Set of tasks:
1) Name every person in the article on judicial reforms who is given the title "Justice."
2) Reproduce the passage of the judicial reforms article that begins at the words "It is not a" and stops after "and aggressive executive.".

Extract:

··········

Debate needed for judicial reforms

THE ASIAN AGE. | KALEESWARAM RAJ
Published : May 24, 2018, 2:06 am IST
Updated : May 24, 2018, 2:06 am IST

The year 2018 would, indisputably, remain as a great divider in the history of Indian judiciary.

Supreme Court of India (Photo: PTI)
 Supreme Court of India (Photo: PTI)

A bench of the Supreme Court on 9th May, 2018, through Justice Arun Mishra, flayed the lawyers participating in television debates and criticising the judges.  According to Justice Mishra, “every judge (in the Supreme Court) is targeted.” He added that such lawyers are “destroying the institution”.

Justice Mishra’s comments came out at a time when the unprecedented crisis faced by the Indian judiciary is widely debated. The media may often show the characteristics of an institutionalised anarchy.There are discussions in T.V.channels and newspapers — sometimes serious and sometimes frivolous. There are organic and analytical debates as well as partisan and superfluous talk shows.  Still, as Justice Louis Brandeis put it, “unlimited discussions” often form part of political duty shared by the citizenry.

For the “argumentative Indian”, the happenings in the court are public affairs and   topics of great significance. In an adversarial open court system, discussion is the rule and censorship is not even the exception. The judge’s implication that the institution is being destroyed should be a matter of serious concern for all. Jerome Frank, in his classic work said — “The best way to bring about the elimination of (the) short comings of our judicial system which are capable of being eliminated is to have all our citizens informed as to how that system now functions.  It is a mistake, therefore, to try to establish and maintain, through ignorance, public esteem of courts”. (Courts on trial: Myth and reality in American Justice – Princeton University Press,  1973).

Debating Systemic issues. The year 2018 would, indisputably, remain as a great divider in the history of Indian judiciary.

It is not a repetition of a phenomenon of the committed judiciary emerged at the time of the national emergency.  The press conference by the judges on January 12, 2018 revealed certain foundational deficits in the system, which the politicians or the lawyers as a class, or even the judges at large, failed to address.  Very often the individual centric discussions created artificial binaries among the judges and the lawyers.

The systemic issues were sidelined or even ignored. In the matter of elevation of Justice K.M.Joseph to the Supreme Court, the notorious system of collegium attained an undue legitimacy. In fact, it so happened not on account of the collegium’s virtue, but due to a more deteriorated and aggressive executive.

··········

Data extract:

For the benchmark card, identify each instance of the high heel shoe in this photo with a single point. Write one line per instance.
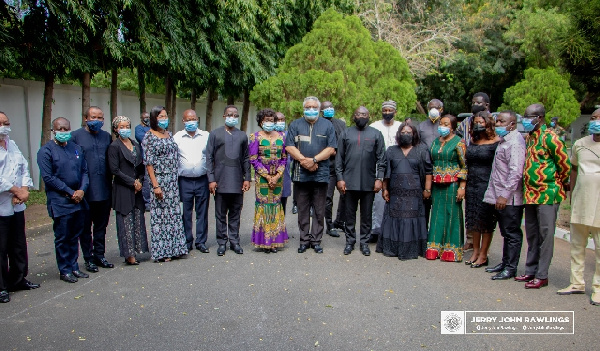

··········

Responses in order:
1) Arun Mishra, Louis Brandeis, K.M. Joseph

2)
It is not a repetition of a phenomenon of the committed judiciary emerged at the time of the national emergency.  The press conference by the judges on January 12, 2018 revealed certain foundational deficits in the system, which the politicians or the lawyers as a class, or even the judges at large, failed to address.  Very often the individual centric discussions created artificial binaries among the judges and the lawyers.

The systemic issues were sidelined or even ignored. In the matter of elevation of Justice K.M.Joseph to the Supreme Court, the notorious system of collegium attained an undue legitimacy. In fact, it so happened not on account of the collegium’s virtue, but due to a more deteriorated and aggressive executive.